> [EXERCISE GOAL]: The full listing, start to finish: write it out again exactly.

━━━━━━

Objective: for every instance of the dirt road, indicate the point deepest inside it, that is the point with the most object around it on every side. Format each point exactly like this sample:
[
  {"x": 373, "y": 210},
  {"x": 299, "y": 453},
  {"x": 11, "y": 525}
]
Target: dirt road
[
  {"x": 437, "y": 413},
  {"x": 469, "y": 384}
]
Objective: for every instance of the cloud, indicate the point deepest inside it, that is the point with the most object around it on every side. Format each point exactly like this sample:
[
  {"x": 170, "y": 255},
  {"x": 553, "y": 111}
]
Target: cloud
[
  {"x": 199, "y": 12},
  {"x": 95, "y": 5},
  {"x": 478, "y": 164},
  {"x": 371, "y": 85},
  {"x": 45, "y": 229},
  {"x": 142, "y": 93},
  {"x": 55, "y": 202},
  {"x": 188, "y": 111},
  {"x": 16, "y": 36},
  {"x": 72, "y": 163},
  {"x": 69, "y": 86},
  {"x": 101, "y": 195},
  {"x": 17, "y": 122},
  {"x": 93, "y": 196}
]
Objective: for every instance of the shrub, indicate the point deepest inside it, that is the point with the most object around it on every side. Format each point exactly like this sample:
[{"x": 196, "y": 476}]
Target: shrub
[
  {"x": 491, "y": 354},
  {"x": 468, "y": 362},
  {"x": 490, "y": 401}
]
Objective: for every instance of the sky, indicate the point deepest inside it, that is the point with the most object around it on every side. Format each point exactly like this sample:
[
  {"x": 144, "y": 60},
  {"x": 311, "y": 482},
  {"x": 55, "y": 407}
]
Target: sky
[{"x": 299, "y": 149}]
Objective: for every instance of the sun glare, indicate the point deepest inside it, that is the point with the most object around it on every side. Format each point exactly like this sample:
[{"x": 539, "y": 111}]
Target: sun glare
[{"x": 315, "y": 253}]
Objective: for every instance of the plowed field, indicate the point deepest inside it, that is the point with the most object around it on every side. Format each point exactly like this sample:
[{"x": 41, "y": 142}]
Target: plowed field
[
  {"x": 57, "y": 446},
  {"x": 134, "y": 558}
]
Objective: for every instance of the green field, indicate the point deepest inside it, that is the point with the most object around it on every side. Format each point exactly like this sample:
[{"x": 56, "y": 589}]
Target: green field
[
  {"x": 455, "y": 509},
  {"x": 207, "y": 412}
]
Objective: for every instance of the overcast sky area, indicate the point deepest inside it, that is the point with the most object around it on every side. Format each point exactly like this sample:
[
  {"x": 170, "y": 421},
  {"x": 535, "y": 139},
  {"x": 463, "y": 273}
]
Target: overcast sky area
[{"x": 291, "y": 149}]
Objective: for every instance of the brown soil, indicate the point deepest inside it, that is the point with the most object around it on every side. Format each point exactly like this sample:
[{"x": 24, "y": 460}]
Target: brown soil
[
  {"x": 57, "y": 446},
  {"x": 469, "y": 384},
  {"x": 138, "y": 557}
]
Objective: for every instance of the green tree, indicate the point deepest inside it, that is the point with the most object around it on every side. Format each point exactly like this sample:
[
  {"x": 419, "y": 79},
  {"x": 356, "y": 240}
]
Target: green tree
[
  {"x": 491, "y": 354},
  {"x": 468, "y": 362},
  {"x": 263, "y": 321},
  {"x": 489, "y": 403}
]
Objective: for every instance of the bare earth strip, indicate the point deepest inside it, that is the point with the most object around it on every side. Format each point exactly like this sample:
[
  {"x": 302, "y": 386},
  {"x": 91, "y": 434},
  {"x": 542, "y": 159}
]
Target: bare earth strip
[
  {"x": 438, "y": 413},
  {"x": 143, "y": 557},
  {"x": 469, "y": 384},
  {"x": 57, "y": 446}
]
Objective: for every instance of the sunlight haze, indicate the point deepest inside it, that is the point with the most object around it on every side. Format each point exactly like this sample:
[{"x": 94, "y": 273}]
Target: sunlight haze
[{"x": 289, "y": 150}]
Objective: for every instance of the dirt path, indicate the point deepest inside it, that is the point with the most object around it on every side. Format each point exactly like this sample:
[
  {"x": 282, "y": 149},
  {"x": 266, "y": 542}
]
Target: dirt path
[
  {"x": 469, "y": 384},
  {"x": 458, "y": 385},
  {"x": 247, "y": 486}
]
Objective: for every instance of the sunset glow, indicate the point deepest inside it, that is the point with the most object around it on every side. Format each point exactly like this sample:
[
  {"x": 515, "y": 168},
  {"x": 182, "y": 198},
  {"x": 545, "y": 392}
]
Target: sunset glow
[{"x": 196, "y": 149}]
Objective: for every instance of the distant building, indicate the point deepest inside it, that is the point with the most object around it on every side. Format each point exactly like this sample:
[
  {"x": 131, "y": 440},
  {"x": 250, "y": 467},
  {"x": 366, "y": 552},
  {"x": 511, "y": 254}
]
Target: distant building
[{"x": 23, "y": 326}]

━━━━━━

> [ANSWER SPACE]:
Objective: for every instance of the dirt road, indicate the point deepest inside it, that is the point with the most object around it on every side. Format each point exactly like this sample:
[
  {"x": 373, "y": 210},
  {"x": 299, "y": 453},
  {"x": 11, "y": 525}
]
Target: dirt road
[
  {"x": 437, "y": 413},
  {"x": 469, "y": 384}
]
Objective: for every instance of the cloud, indicate the point deepest inside it, that is the point with the most object around it on every side. Format each point exactly like this sample:
[
  {"x": 170, "y": 255},
  {"x": 553, "y": 111}
]
Target: cloud
[
  {"x": 199, "y": 12},
  {"x": 95, "y": 5},
  {"x": 478, "y": 164},
  {"x": 371, "y": 85},
  {"x": 45, "y": 229},
  {"x": 142, "y": 93},
  {"x": 55, "y": 202},
  {"x": 188, "y": 111},
  {"x": 16, "y": 36},
  {"x": 72, "y": 163},
  {"x": 69, "y": 86},
  {"x": 101, "y": 195},
  {"x": 17, "y": 122},
  {"x": 93, "y": 196}
]
Objective: for every instance of the shrub, indicate the point deepest inside it, that is the point with the most object around it on every side. Format each point exactly like this sample:
[{"x": 196, "y": 476}]
Target: shrub
[
  {"x": 491, "y": 354},
  {"x": 468, "y": 362},
  {"x": 490, "y": 401}
]
Objective: for every instance of the sky, indicate the point deepest inside it, that is the point with the most object around it on every side. Format each point exactly like this sample:
[
  {"x": 144, "y": 60},
  {"x": 311, "y": 482},
  {"x": 55, "y": 407}
]
Target: sky
[{"x": 299, "y": 149}]
Objective: for every instance of the sun glare, indicate the point deepest inside it, that is the point with the most object around it on every side. Format each point exactly like this sample:
[{"x": 539, "y": 111}]
Target: sun glare
[{"x": 315, "y": 253}]
Objective: for every instance of the plowed field, indicate the point deepest inside it, that is the point with the most object around it on every side. Format each point exactly like this sample:
[{"x": 41, "y": 142}]
Target: plowed field
[
  {"x": 57, "y": 446},
  {"x": 134, "y": 558}
]
Objective: for every instance of the green field, indicate the point deepest inside it, that is the point with the most object around it on every side. Format each point exactly like this sample:
[{"x": 56, "y": 589}]
Target: green field
[
  {"x": 455, "y": 509},
  {"x": 207, "y": 412}
]
Objective: for every instance of the overcast sky area, indicate the point deepest inside it, that is the point with the most object around it on every side. Format each point exactly like this sample:
[
  {"x": 170, "y": 421},
  {"x": 535, "y": 139},
  {"x": 463, "y": 273}
]
Target: overcast sky area
[{"x": 291, "y": 149}]
Objective: for every instance of the brown soil, indicate the point deepest inside it, that is the point with the most object around it on every side. Format each point exactly like this sample:
[{"x": 24, "y": 460}]
Target: brown soil
[
  {"x": 57, "y": 446},
  {"x": 469, "y": 384},
  {"x": 138, "y": 557}
]
Objective: for every instance of the green tree, indicate the point deepest inside it, that is the point with the most object around it on every side. Format each point exactly like this sample:
[
  {"x": 419, "y": 79},
  {"x": 356, "y": 240}
]
Target: green tree
[
  {"x": 491, "y": 354},
  {"x": 468, "y": 362},
  {"x": 263, "y": 321},
  {"x": 489, "y": 403}
]
Objective: for every instance of the bare earth strip, indicate the point deepest inside it, that is the point with the most object around it on every side. Format each point exactly like this sample:
[
  {"x": 302, "y": 386},
  {"x": 91, "y": 434},
  {"x": 542, "y": 159}
]
Target: bare earth strip
[
  {"x": 438, "y": 413},
  {"x": 143, "y": 557},
  {"x": 469, "y": 384},
  {"x": 57, "y": 446}
]
Objective: for every instance of the sunlight haze, indicate the point deepest inside it, that is the point with the most object around it on every side. Format each point exactly like this sample:
[{"x": 94, "y": 273}]
Target: sunlight haze
[{"x": 289, "y": 150}]
Objective: for every instance of the dirt path, indicate the point deepest inside it, that is the point with the most object around it on every side. Format each point exactly like this sample:
[
  {"x": 282, "y": 149},
  {"x": 266, "y": 542}
]
Target: dirt path
[
  {"x": 469, "y": 384},
  {"x": 458, "y": 385},
  {"x": 247, "y": 486}
]
Objective: for every instance of the sunset glow, indicate the point deepest inside it, that is the point with the most object around it on every side. Format each point exactly like this sample:
[
  {"x": 515, "y": 168},
  {"x": 182, "y": 198},
  {"x": 545, "y": 392}
]
Target: sunset glow
[{"x": 196, "y": 149}]
Objective: for every instance of the distant building, indicate the point deepest inside it, that is the point with the most object around it on every side. Format each point exactly like this sample:
[
  {"x": 131, "y": 440},
  {"x": 250, "y": 467},
  {"x": 366, "y": 552},
  {"x": 511, "y": 254}
]
Target: distant building
[{"x": 23, "y": 326}]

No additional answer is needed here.